Your task is to write out the lines from the line containing "[locate] rock in" through the last line of the material, exactly.

- Entries from a pointing dataset -

___

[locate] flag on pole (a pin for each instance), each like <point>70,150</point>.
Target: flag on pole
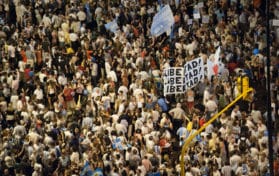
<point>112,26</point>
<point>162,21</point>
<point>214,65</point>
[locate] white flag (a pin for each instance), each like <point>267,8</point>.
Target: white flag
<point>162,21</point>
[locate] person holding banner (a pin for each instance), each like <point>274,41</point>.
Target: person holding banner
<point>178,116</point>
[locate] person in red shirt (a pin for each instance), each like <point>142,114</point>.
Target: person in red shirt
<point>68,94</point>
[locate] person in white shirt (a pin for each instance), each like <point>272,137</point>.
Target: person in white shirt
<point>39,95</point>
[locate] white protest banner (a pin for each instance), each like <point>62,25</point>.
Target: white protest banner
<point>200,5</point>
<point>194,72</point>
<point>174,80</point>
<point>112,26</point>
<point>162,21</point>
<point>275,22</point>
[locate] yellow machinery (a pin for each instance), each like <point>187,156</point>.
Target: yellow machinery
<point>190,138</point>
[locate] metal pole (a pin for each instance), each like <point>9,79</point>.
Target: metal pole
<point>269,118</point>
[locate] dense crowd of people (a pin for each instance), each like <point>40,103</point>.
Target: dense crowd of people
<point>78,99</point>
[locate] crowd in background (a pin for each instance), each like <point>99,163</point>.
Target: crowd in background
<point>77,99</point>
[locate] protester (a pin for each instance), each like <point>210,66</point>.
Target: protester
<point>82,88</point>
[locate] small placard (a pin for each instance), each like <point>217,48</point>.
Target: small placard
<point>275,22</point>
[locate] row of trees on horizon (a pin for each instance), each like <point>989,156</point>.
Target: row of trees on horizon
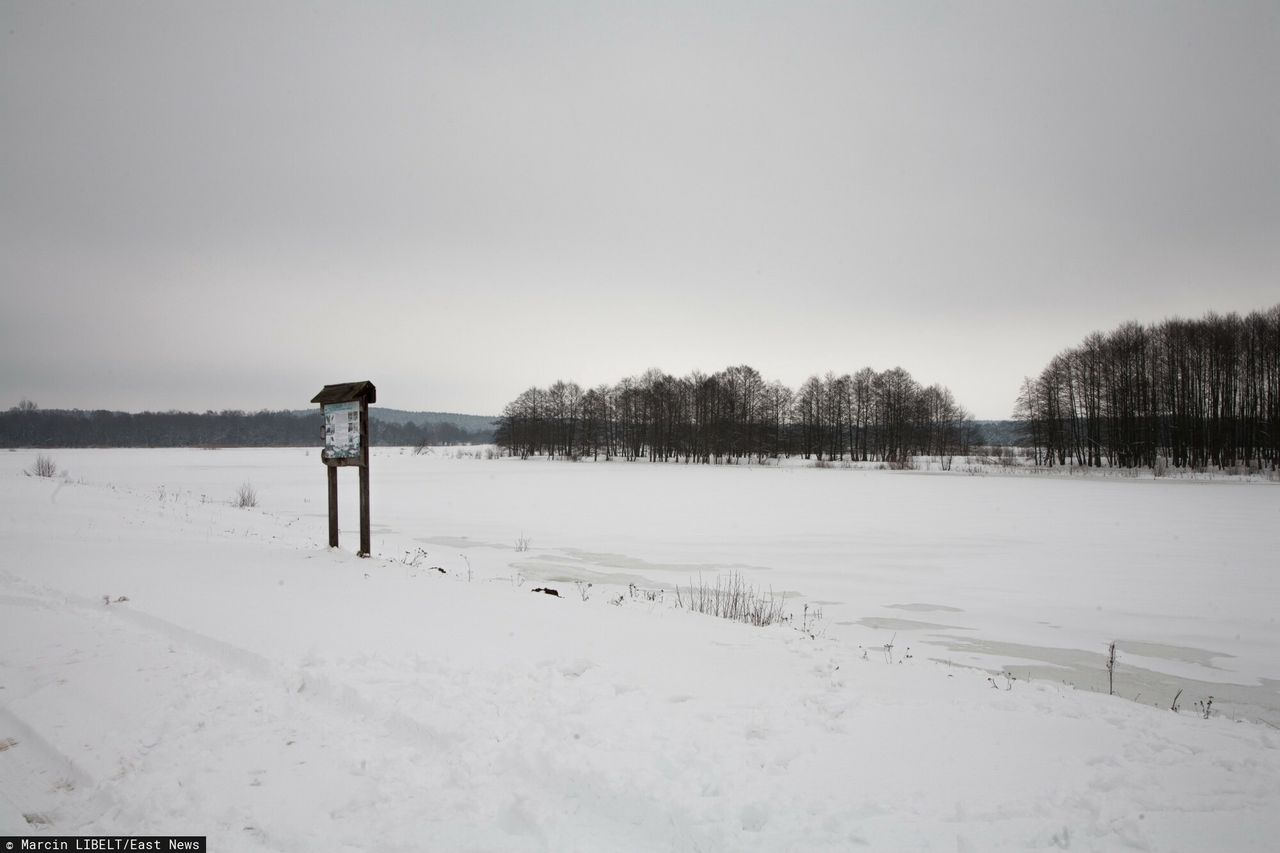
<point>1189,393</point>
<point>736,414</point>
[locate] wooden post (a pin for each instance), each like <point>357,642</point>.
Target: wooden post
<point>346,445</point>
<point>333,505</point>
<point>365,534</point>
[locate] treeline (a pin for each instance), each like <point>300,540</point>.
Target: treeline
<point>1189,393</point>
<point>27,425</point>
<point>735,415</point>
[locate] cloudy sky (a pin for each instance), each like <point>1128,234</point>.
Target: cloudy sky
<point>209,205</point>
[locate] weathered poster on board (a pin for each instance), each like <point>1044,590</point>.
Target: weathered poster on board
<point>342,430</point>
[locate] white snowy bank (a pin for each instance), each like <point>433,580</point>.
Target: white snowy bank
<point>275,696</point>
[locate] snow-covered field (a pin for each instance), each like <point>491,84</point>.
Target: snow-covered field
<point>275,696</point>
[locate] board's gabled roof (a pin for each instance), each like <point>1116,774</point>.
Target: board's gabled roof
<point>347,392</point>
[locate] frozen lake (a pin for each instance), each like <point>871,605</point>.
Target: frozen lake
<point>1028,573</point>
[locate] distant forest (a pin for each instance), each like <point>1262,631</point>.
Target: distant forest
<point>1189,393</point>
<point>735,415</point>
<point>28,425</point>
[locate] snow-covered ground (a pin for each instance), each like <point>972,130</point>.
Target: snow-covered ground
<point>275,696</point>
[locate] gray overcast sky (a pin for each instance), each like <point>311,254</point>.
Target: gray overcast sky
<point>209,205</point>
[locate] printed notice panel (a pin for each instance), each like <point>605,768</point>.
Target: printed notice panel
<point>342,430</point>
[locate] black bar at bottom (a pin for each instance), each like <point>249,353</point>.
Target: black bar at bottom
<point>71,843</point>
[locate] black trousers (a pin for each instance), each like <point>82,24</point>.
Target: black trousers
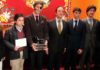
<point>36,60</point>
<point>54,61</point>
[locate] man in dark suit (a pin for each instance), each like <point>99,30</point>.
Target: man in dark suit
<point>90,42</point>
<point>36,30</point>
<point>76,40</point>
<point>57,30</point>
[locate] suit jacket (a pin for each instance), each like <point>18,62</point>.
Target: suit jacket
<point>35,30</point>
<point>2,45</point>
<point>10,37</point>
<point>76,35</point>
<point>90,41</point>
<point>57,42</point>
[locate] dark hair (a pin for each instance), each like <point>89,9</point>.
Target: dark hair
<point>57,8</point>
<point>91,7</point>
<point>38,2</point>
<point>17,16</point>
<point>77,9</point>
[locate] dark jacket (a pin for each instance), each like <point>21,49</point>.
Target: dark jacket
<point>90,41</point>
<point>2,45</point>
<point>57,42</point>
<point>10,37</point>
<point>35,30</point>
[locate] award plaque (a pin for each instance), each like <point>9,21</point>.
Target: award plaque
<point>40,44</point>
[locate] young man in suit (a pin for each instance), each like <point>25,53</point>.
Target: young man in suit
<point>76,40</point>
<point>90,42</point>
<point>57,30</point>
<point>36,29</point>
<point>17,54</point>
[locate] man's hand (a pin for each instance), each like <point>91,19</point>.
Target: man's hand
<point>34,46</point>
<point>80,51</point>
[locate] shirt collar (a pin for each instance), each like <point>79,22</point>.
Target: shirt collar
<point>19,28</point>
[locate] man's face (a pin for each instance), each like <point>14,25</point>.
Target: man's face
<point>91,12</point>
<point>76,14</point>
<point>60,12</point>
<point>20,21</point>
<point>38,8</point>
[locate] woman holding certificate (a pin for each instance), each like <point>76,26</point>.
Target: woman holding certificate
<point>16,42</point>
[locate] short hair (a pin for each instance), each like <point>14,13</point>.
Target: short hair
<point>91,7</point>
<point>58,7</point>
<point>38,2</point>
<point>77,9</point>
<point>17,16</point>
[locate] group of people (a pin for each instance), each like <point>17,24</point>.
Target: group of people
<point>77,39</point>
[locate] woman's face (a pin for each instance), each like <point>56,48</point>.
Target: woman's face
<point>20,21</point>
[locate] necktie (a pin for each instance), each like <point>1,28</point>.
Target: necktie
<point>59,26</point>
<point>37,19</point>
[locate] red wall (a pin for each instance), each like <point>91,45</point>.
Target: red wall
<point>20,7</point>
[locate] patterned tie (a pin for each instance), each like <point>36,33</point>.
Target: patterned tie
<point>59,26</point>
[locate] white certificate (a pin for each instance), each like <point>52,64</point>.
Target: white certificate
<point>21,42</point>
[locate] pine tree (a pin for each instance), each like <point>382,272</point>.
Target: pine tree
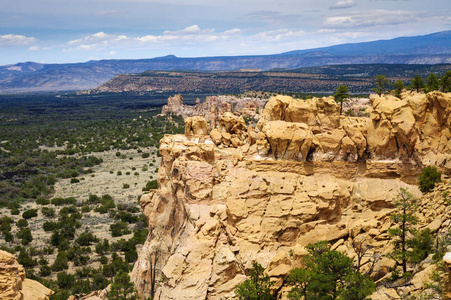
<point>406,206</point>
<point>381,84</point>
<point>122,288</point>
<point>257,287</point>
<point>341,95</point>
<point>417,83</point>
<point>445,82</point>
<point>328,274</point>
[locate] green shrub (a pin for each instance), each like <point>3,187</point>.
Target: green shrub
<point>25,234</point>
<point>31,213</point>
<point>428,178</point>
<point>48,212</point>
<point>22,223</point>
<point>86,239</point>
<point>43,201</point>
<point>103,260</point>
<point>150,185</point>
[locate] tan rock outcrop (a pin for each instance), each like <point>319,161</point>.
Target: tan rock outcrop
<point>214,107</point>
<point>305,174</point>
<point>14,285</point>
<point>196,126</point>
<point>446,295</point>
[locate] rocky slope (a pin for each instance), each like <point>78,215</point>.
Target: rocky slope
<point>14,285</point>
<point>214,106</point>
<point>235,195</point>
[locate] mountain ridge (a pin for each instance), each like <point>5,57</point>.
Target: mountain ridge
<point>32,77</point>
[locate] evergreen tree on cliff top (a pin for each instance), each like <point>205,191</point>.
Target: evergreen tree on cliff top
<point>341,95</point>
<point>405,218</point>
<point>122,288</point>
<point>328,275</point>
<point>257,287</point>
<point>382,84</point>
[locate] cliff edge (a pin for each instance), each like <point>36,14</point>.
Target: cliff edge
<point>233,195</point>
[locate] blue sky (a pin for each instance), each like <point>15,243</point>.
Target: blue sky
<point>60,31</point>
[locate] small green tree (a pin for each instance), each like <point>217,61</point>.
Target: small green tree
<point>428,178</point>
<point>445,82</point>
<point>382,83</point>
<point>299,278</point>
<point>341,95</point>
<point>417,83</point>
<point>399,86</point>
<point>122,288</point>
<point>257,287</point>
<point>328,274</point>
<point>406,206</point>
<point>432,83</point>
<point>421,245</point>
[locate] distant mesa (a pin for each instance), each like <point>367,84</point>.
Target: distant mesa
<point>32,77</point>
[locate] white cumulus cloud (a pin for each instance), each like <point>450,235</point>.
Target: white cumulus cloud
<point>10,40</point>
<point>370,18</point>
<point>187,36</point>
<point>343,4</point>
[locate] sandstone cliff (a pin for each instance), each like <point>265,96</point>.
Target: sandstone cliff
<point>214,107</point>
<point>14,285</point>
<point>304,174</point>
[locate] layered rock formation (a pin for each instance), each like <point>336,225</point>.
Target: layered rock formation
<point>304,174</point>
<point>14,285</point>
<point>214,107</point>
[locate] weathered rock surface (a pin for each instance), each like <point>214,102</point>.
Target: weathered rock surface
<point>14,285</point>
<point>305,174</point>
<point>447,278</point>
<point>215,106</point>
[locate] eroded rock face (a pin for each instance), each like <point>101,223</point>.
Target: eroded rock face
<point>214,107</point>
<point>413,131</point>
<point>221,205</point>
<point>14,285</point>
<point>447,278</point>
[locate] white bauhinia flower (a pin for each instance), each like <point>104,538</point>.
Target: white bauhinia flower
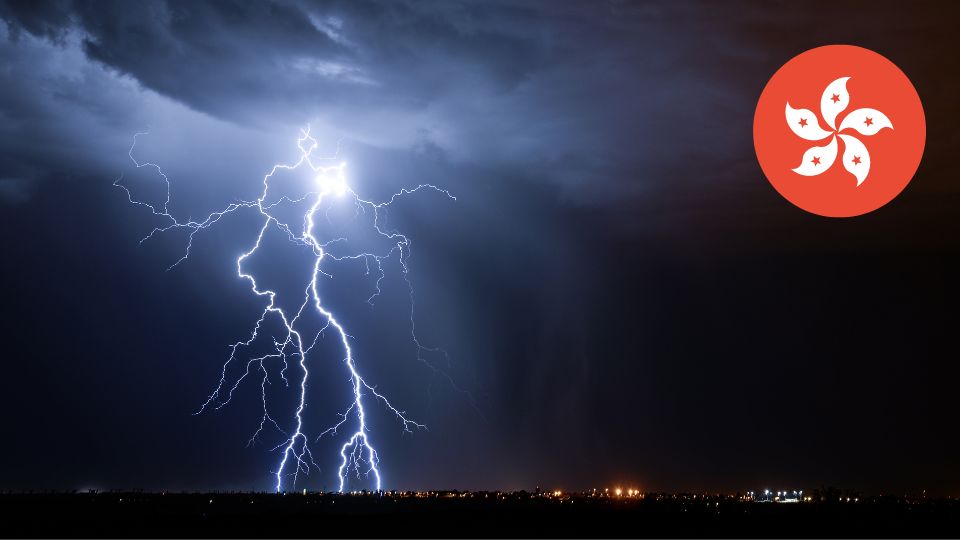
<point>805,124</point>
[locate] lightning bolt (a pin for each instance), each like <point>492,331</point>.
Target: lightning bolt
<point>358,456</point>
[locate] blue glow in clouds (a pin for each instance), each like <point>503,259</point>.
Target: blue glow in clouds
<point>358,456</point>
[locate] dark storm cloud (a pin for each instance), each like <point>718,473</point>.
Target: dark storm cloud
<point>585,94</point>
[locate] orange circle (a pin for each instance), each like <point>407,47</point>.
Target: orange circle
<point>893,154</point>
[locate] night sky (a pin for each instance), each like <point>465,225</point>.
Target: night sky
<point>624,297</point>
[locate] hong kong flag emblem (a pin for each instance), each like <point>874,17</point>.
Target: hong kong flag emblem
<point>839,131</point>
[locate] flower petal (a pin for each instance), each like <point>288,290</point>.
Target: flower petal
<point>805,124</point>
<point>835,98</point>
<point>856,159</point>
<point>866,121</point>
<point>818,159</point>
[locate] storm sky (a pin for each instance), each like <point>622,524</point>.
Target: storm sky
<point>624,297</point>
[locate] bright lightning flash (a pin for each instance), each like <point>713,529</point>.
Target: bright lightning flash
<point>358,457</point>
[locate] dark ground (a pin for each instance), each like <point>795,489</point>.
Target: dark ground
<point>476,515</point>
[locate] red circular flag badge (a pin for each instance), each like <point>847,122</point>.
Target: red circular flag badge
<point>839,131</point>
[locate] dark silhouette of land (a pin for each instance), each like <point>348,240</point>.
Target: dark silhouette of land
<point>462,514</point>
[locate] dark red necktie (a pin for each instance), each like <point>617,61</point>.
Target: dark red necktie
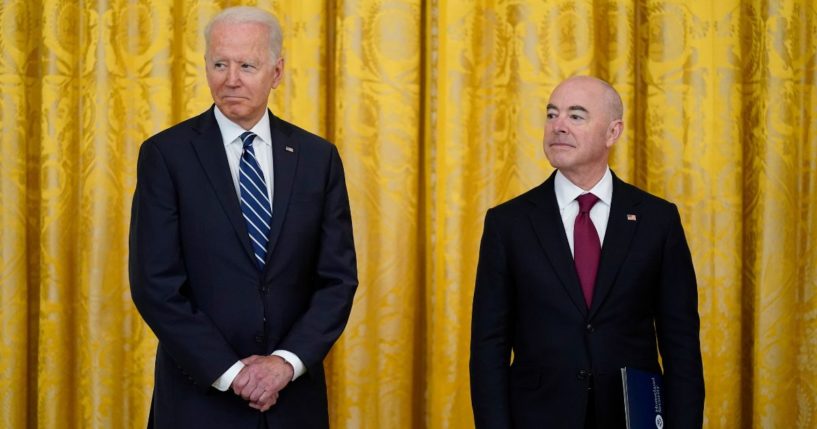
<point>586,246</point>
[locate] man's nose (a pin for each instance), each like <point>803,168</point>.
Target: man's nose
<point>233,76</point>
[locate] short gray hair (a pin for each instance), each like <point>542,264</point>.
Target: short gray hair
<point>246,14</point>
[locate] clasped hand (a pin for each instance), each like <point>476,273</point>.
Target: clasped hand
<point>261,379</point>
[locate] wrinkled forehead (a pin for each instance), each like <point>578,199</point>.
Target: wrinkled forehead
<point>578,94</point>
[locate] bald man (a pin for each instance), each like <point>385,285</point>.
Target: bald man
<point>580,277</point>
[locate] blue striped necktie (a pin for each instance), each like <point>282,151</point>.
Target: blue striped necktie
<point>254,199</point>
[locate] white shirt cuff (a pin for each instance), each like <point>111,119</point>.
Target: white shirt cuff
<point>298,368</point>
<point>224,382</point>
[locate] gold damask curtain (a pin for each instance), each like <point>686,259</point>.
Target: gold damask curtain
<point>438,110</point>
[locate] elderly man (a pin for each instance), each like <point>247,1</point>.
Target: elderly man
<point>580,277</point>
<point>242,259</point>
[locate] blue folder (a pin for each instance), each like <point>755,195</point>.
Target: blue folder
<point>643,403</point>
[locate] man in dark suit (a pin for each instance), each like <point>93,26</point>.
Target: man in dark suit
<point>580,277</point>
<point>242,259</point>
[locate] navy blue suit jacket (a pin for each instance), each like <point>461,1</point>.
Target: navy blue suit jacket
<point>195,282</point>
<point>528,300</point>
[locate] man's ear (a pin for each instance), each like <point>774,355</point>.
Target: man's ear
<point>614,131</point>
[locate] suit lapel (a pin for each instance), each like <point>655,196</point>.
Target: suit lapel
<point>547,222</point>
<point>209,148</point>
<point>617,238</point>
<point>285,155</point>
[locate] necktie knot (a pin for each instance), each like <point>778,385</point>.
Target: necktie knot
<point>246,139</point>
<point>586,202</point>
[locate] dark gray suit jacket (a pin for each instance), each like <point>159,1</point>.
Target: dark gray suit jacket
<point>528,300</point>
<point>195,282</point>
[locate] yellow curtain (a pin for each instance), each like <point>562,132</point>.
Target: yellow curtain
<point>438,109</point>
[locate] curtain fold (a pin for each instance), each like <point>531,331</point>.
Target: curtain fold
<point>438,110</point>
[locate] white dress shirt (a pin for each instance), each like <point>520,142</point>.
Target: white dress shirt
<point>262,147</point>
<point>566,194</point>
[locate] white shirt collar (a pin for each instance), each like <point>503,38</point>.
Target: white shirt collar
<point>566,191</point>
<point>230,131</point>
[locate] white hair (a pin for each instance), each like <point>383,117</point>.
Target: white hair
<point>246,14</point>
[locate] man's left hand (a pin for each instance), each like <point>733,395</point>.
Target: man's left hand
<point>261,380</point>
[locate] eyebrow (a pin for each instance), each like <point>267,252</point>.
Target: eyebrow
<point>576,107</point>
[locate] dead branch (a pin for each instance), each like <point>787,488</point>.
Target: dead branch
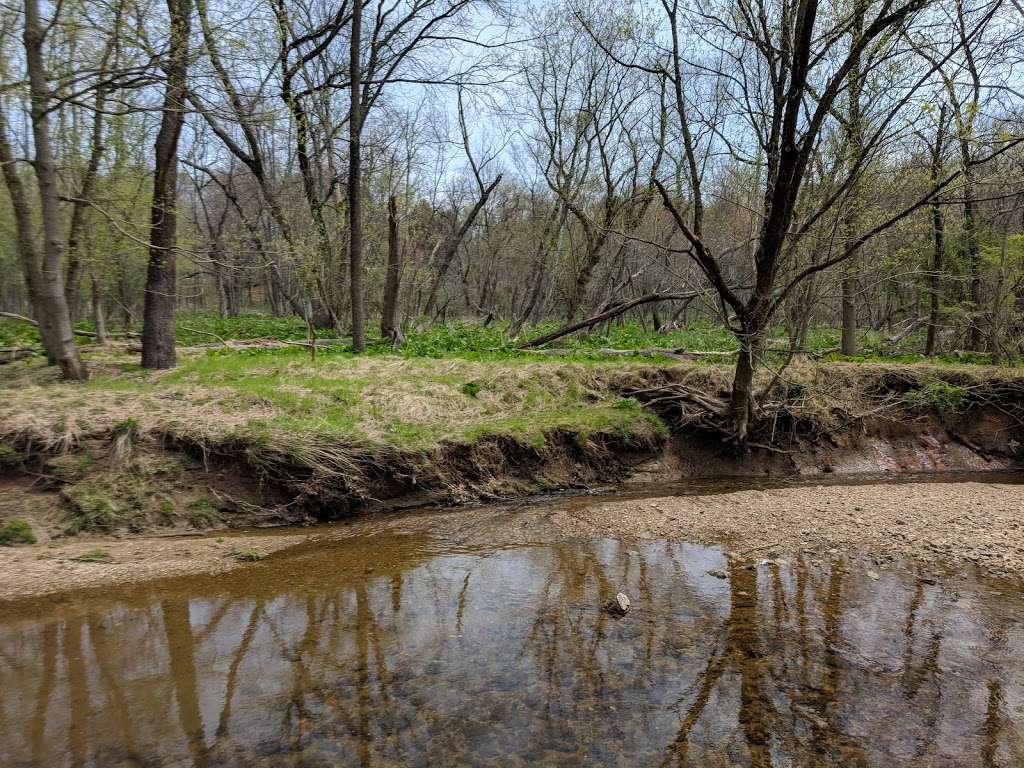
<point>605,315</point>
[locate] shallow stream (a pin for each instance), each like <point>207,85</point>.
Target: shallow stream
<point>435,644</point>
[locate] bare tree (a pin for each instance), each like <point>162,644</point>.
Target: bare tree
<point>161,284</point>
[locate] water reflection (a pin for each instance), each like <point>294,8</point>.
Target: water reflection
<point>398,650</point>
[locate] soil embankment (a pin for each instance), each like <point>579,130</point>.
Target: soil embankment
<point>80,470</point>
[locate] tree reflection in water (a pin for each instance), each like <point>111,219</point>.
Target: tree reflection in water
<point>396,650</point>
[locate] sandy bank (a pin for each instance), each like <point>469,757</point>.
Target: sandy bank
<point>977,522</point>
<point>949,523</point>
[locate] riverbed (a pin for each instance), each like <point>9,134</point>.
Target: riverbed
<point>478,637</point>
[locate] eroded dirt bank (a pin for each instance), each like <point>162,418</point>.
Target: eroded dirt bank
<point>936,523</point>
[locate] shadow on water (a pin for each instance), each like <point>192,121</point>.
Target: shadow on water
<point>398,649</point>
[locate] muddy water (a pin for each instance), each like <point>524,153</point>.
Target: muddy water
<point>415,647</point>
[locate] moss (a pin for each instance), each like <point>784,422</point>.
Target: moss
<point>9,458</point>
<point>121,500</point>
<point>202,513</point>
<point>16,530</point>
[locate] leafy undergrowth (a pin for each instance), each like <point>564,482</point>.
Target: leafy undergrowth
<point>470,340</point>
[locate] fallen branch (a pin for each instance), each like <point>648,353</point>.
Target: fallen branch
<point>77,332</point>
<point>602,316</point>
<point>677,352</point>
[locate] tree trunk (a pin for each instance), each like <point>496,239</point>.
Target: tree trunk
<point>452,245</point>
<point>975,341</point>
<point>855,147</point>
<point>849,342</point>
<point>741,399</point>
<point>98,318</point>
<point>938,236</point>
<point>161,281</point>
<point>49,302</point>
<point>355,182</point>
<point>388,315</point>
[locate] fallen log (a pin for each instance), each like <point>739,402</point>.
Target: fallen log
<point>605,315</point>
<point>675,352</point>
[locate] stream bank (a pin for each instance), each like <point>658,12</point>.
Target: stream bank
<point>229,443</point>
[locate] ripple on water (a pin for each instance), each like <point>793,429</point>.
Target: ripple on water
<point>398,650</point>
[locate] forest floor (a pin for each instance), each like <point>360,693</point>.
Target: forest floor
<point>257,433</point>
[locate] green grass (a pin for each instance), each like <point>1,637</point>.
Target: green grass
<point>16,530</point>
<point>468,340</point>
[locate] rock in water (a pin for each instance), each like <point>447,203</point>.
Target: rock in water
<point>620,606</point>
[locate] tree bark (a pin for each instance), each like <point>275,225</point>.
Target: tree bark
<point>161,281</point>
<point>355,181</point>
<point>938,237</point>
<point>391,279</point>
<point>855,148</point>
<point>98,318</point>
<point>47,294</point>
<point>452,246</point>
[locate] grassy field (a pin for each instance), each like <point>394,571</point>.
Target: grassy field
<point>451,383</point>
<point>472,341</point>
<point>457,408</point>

___

- REPLY TO THE EXERCISE -
[locate] rock in water (a pin for each instance), each like <point>447,203</point>.
Target: rock in water
<point>620,606</point>
[locate] tree bark (a pin for each instance), each like <point>275,225</point>.
Target: tree bark
<point>161,281</point>
<point>355,181</point>
<point>938,237</point>
<point>391,279</point>
<point>855,148</point>
<point>98,318</point>
<point>47,294</point>
<point>452,246</point>
[locate] grassy field (a pin for each instance), each like <point>394,571</point>.
Target: grassy field
<point>451,383</point>
<point>472,341</point>
<point>457,408</point>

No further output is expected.